Rewrite the data from the line containing "of the plastic" through the end of the data, replacing "ocean wave" with "sea wave" and leaving everything else unchanged. Return only that stretch.

Dataset content:
==========

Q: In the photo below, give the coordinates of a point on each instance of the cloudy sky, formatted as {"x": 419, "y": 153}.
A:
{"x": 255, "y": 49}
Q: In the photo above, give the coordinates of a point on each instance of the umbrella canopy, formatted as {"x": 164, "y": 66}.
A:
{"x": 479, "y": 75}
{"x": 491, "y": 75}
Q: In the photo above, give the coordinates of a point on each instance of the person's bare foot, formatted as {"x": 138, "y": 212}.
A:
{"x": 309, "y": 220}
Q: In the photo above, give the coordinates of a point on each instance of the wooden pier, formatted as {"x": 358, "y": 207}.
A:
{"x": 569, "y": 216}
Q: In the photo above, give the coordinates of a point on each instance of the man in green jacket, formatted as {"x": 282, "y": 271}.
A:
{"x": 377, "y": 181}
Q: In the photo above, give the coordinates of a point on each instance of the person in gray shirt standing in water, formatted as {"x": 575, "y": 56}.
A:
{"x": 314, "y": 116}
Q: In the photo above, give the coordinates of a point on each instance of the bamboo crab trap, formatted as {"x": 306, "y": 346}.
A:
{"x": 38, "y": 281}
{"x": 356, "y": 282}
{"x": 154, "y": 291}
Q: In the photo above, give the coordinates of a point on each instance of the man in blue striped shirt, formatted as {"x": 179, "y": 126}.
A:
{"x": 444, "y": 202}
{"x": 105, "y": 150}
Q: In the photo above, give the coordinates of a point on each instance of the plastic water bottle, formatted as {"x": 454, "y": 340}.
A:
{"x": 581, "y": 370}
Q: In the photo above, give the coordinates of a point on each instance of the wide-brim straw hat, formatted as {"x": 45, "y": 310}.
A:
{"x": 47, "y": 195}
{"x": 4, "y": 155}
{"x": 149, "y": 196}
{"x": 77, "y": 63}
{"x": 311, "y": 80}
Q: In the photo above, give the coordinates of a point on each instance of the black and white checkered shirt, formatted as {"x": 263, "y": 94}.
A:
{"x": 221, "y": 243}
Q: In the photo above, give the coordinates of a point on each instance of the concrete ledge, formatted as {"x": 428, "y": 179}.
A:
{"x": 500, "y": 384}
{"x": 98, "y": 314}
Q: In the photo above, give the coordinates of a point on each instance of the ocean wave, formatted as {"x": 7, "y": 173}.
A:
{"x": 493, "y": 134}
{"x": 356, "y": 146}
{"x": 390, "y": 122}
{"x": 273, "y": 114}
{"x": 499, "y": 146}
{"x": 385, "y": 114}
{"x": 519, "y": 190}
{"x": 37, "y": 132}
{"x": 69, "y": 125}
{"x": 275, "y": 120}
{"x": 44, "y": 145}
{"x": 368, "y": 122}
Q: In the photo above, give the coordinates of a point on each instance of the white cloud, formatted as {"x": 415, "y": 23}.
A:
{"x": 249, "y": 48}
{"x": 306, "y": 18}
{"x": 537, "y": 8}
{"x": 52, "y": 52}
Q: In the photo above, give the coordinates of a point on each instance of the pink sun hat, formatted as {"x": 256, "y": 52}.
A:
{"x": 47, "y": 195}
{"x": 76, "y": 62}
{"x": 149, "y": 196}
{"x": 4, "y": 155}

==========

The answer:
Q: In the photo above, give the coordinates of a point on each instance of the plastic water bottle, formatted as {"x": 454, "y": 340}.
A:
{"x": 581, "y": 370}
Q: In the photo above, give the coordinates of a point on each instance of the wide-brim straw hat, formatted as {"x": 45, "y": 310}.
A:
{"x": 47, "y": 195}
{"x": 4, "y": 155}
{"x": 149, "y": 196}
{"x": 77, "y": 63}
{"x": 311, "y": 80}
Q: In the photo above, give the coordinates of a point on each instance of the black and white checkered shirt, formatted as {"x": 263, "y": 94}.
A:
{"x": 221, "y": 243}
Q: In the photo above, give the coordinates of a point on each instance of the concrete ledge, formatted as {"x": 428, "y": 179}.
A:
{"x": 500, "y": 384}
{"x": 98, "y": 314}
Q: In the photo above, give the coordinates of a point on each instance of the sea wave, formatted as {"x": 7, "y": 173}.
A:
{"x": 493, "y": 134}
{"x": 356, "y": 146}
{"x": 390, "y": 122}
{"x": 273, "y": 114}
{"x": 499, "y": 146}
{"x": 385, "y": 114}
{"x": 519, "y": 190}
{"x": 37, "y": 132}
{"x": 69, "y": 125}
{"x": 275, "y": 120}
{"x": 44, "y": 145}
{"x": 368, "y": 122}
Q: In the photo above, give the coordinates of a point on each instance of the white cloud, formatted as {"x": 415, "y": 23}.
A:
{"x": 249, "y": 48}
{"x": 306, "y": 18}
{"x": 537, "y": 8}
{"x": 52, "y": 52}
Q: In the photo above, give the coordinates of a point on each instance of the pink sun hat, formatted as {"x": 256, "y": 52}.
A:
{"x": 47, "y": 195}
{"x": 76, "y": 62}
{"x": 149, "y": 196}
{"x": 4, "y": 155}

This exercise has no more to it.